**EXERCISE AIM:** Take the data that follows and retype it word for word.

START GIVEN ENTRIES

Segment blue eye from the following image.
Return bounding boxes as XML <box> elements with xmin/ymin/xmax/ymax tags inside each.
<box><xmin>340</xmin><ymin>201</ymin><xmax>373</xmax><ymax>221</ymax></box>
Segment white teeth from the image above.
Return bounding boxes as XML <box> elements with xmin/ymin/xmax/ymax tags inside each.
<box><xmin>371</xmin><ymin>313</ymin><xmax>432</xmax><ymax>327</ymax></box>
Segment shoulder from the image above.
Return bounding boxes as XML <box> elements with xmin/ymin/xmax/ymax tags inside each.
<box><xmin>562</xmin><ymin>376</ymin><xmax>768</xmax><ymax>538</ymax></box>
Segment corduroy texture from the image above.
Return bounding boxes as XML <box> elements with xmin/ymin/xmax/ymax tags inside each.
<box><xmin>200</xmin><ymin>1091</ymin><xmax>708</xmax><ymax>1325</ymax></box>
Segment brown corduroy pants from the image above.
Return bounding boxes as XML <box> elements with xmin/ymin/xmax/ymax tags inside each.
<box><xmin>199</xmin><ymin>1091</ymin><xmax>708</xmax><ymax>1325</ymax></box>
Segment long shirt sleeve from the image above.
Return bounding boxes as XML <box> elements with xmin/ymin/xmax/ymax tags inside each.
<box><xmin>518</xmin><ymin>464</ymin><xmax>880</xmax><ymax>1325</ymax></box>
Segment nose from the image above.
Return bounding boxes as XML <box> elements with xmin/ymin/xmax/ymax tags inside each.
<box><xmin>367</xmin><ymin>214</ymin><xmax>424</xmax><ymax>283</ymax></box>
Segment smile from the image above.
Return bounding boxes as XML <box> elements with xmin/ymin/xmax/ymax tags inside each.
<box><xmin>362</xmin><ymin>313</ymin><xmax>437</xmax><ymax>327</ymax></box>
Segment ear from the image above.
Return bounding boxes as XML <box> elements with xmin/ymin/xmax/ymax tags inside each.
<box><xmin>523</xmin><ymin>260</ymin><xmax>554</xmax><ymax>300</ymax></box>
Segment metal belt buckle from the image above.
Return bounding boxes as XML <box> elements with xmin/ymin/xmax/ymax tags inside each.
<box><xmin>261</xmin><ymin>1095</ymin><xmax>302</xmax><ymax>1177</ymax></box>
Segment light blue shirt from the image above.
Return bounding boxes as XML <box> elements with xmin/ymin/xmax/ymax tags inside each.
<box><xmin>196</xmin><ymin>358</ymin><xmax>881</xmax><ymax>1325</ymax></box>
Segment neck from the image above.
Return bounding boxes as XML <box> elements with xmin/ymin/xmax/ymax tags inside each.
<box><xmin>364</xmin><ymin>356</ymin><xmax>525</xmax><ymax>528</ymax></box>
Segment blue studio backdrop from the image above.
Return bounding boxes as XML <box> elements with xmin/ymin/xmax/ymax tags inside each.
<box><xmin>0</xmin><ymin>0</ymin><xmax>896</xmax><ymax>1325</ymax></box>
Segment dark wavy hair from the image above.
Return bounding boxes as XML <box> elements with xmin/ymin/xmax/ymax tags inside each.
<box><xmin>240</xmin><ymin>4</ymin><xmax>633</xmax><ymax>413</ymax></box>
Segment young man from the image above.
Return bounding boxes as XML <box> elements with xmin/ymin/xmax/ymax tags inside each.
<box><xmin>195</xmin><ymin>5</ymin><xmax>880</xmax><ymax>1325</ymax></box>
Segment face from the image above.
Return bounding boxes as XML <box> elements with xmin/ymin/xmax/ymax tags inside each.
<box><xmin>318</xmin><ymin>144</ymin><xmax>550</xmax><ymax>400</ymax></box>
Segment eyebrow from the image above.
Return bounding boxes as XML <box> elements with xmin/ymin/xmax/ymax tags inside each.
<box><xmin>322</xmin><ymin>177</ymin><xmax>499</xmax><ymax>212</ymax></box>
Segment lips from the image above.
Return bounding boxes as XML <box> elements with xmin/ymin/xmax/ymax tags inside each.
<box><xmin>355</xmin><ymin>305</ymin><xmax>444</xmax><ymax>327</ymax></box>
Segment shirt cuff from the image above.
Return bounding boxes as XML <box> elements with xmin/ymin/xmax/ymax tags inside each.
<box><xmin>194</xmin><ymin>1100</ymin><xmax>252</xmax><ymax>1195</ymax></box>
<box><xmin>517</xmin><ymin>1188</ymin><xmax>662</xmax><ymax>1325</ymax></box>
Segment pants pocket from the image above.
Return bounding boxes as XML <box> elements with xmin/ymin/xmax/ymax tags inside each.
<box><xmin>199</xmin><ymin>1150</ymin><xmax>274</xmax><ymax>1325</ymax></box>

END GIVEN ENTRIES

**ANSWER:**
Segment blue eye from the following image.
Return bounding boxes as XML <box> elements with xmin/ymin/xmax/ymax tags inside each.
<box><xmin>340</xmin><ymin>201</ymin><xmax>373</xmax><ymax>221</ymax></box>
Segment white teeth from the image above.
Return bounding boxes as XML <box> elements with xmin/ymin/xmax/ymax tags inside each.
<box><xmin>371</xmin><ymin>313</ymin><xmax>432</xmax><ymax>327</ymax></box>
Segment shoulder from the image above.
Return bounding boxes as XML <box> elements with xmin/ymin/xmax/ymax tags inside each.
<box><xmin>562</xmin><ymin>376</ymin><xmax>768</xmax><ymax>538</ymax></box>
Segment corduroy texture from the image above.
Return bounding boxes as XML <box> elements with xmin/ymin/xmax/ymax tags inside each.
<box><xmin>200</xmin><ymin>1091</ymin><xmax>708</xmax><ymax>1325</ymax></box>
Segment brown corduroy pants from the image above.
Return bounding boxes as XML <box> elements with xmin/ymin/xmax/ymax tags inside each.
<box><xmin>199</xmin><ymin>1091</ymin><xmax>708</xmax><ymax>1325</ymax></box>
Segment long shirt sleeve from the image above.
Return bounding boxes as XML <box> elements with xmin/ymin/xmax/ymax tags inside each.
<box><xmin>518</xmin><ymin>464</ymin><xmax>880</xmax><ymax>1325</ymax></box>
Segment nose from the image above.
Return bounding boxes as XML <box> elements with xmin/ymin/xmax/ymax tags inside each.
<box><xmin>367</xmin><ymin>214</ymin><xmax>424</xmax><ymax>283</ymax></box>
Segment smile from the image above.
Return bounding boxes as XML <box> elements with xmin/ymin/xmax/ymax tags inside each.
<box><xmin>362</xmin><ymin>313</ymin><xmax>437</xmax><ymax>327</ymax></box>
Segment ear from the image above.
Return bounding boxes as XML <box> elements with xmin/ymin/xmax/ymax tags inside each.
<box><xmin>523</xmin><ymin>260</ymin><xmax>554</xmax><ymax>300</ymax></box>
Segment metal belt buckle from the image above.
Return bounding boxes as XML <box> elements with xmin/ymin/xmax/ymax tags inside each.
<box><xmin>261</xmin><ymin>1095</ymin><xmax>302</xmax><ymax>1177</ymax></box>
Segment light blue shirt from the image above.
Return bounding boxes as XML <box> elements with xmin/ymin/xmax/ymax tags inside each.
<box><xmin>196</xmin><ymin>358</ymin><xmax>881</xmax><ymax>1325</ymax></box>
Segment neck from the image above.
Return bounding boxes as XML <box> elements with xmin/ymin/xmax/ymax tags inside each.
<box><xmin>364</xmin><ymin>356</ymin><xmax>525</xmax><ymax>528</ymax></box>
Segment blue studio backdrop from the image above.
Return bounding boxes as XML <box> elements with xmin/ymin/xmax/ymax tags inside each.
<box><xmin>0</xmin><ymin>0</ymin><xmax>896</xmax><ymax>1325</ymax></box>
Segment dark wavy hair from the image above.
Return bounding boxes as XML <box> elements with xmin/ymin/xmax/ymax tags inside each.
<box><xmin>240</xmin><ymin>4</ymin><xmax>633</xmax><ymax>413</ymax></box>
Segment young man from the image above.
Return bounding boxes as XML <box> elements with xmin/ymin/xmax/ymax tags inside each.
<box><xmin>195</xmin><ymin>5</ymin><xmax>880</xmax><ymax>1325</ymax></box>
Segment face from the image above.
Return bounding boxes as XML <box> elements with xmin/ymin/xmax/ymax tags inside each.
<box><xmin>318</xmin><ymin>144</ymin><xmax>550</xmax><ymax>400</ymax></box>
Segment eyebrow from the image above.
Return bounding boxes as XML <box> elements with xmin/ymin/xmax/ymax tags inside each.
<box><xmin>322</xmin><ymin>177</ymin><xmax>499</xmax><ymax>212</ymax></box>
Segment lips from the image above.
Return bounding boxes as XML <box> elements with xmin/ymin/xmax/ymax tags inside each.
<box><xmin>355</xmin><ymin>305</ymin><xmax>444</xmax><ymax>327</ymax></box>
Segment shirt cuff from the image above.
Return bounding boxes as XML <box> elements with xmin/ymin/xmax/ymax tags inside each.
<box><xmin>194</xmin><ymin>1100</ymin><xmax>252</xmax><ymax>1195</ymax></box>
<box><xmin>517</xmin><ymin>1188</ymin><xmax>662</xmax><ymax>1325</ymax></box>
Segment pants pocket from the image above.
Return bounding boxes as XML <box> elements with xmin/ymin/xmax/ymax tags inside each.
<box><xmin>199</xmin><ymin>1150</ymin><xmax>274</xmax><ymax>1325</ymax></box>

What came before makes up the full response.